__Work instructions__:
1: From the post on hydrogen car efficiency, echo the passage word for word, starting with "Looks like it" and going on through "losses are insignificant.".
2: Answer these from the post on hydrogen car efficiency:
(a) What fuel-cell-to-wheel efficiency does it give for a hydrogen car?
(b) In the figures from Wikipedia, how much electricity reaches the car motor from a 60 kWh start?
(c) What does it say one hydrogen fueling station costs?
3: Go on with the post on hydrogen car efficiency from where it stops.

__Provided text__:

%%

Oilpan4 wrote:So just the hydrogen production is less efficient than the lithium ion batteries.
I don't think this existed 13 years ago.
But still have to compress it and have fuel cell losses.
Hydrogen from fuel cell to wheel efficiency in a car is around 60%.
Looks like it takes about 1kwh to compress 1kg of hydrogen to 5,000psi.
1 Kg of hydrogen contains what about 33kwh or so?
Not bad. We can just say compressor losses are insignificant.
So what are we looking at. Take an energy input of 1, turn that into 0.8 making the hydrogen, then run that hydrogen in a 60% efficient machine, end up with about .5 of what you stated with. That's probably optimistic. Better than what I thought it would be, but still really horrible.
It's better than a gasoline powered car, but that's not saying much.
From wikipedia it goes more like this:
Start from 60 kWh electricity
Spend 30% converting to 42 kWh gaseous H2
Spend 7% pressurizing to 39 kWh (I think 5,0000 psi) H2 (1 Kg H2 is 40 kWh
Spend 40% in the fuel cell for 23.4 kWh electricity that is routed to the car motor.
So the source fuel is 2.5x more expensive ... but you still have to pay for the electrolysis plant, the transport to the fueling stations, and the car fueling station. The latter is ~ $3 million a station. If we presume that a hydrogen fueling station can replace a petrol fueling station in terms of throughput and utilization, it will cost $500 Billion to outfit the US. Compare that to the cost of installing an outlet.

%%

__Supplied data__:
%%

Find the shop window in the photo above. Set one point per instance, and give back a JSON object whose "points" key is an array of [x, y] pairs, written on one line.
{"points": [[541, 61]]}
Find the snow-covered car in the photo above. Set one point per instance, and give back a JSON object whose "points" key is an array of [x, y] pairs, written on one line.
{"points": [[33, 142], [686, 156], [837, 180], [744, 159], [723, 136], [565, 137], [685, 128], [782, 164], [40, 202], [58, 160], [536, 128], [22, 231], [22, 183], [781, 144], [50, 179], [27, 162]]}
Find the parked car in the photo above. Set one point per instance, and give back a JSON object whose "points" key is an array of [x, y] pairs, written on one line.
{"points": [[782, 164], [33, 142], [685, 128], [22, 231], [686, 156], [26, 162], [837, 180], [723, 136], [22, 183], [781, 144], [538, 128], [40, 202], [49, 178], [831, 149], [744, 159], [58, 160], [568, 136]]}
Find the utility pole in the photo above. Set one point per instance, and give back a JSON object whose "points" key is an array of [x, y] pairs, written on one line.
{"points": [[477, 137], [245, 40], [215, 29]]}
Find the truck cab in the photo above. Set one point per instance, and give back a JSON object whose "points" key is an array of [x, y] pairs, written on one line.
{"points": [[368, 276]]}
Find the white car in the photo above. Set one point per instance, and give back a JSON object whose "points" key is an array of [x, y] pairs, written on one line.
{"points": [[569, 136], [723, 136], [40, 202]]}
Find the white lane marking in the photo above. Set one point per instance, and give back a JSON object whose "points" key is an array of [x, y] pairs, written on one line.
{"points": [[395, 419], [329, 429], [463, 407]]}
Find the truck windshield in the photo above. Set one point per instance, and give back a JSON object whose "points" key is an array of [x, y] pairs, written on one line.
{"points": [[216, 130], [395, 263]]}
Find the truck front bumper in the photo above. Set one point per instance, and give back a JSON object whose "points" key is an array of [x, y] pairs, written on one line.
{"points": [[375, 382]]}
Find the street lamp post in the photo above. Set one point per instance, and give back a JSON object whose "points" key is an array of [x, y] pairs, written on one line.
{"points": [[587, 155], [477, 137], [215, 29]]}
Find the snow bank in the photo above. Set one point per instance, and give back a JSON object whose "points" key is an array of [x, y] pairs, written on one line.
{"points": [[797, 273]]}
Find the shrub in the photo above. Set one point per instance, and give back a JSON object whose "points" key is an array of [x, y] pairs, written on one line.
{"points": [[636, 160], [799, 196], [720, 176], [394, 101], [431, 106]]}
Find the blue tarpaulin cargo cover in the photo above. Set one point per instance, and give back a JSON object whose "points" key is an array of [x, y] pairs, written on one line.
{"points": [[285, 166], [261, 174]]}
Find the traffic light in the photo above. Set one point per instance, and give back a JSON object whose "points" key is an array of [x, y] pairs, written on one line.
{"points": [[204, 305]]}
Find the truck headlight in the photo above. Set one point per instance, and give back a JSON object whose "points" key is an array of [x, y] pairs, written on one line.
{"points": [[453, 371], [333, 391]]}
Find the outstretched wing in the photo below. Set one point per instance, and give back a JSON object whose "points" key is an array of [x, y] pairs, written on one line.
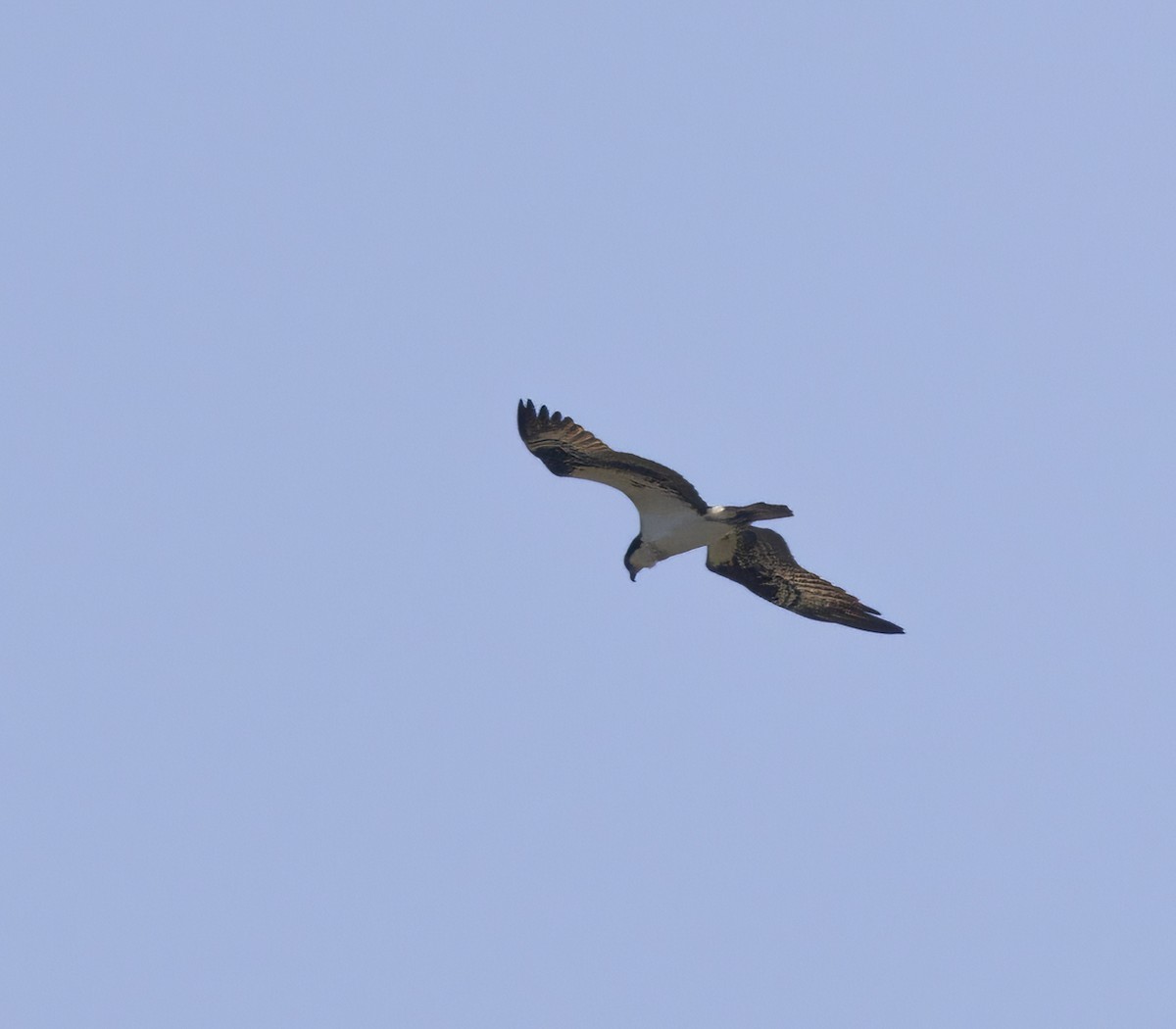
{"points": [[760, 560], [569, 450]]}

%%

__Your written answers__:
1:
Looks like it takes about 1kwh to compress 1kg of hydrogen to 5,000psi.
1 Kg of hydrogen contains what about 33kwh or so?
Not bad. We can just say compressor losses are insignificant.

2:
(a) Around 60%
(b) 23.4 kWh
(c) About $3 million

3:
And now buy a fuel cell car. One interesting aspect of fuel cell cars that is not widely recognized is that they are actually H2-electric hybrids. This happens because fuel cells capable of delivering peak power desired by consumers is **way** too expensive so they are built as hybrids with a battery supplying some of the power output. All the parts of a BEV in the fuel cell car ... and all the inefficiencies (inverter, converter, battery, motor) on top of the fuel cell inefficiency. And by the way, platinum is the typical catalyst for the fuel cell. Platinum !!
It is said by optimists that electrolysis efficiency will reach 80%, and fuel cells will reach 70% efficiency in the future. I'll wager good money that cell batteries will drop to $50 a kWh for the manufacturer, energy density will double, and charging speeds average over 200 kW long before the hoped for H2 improvements. In fact, way before. Tesla is already at $100 a kWh and my EV averages about 150 kW charging.
In its own way, H2 is no less idiotic than nuclear, and it tends to be hawked politically by the same fools.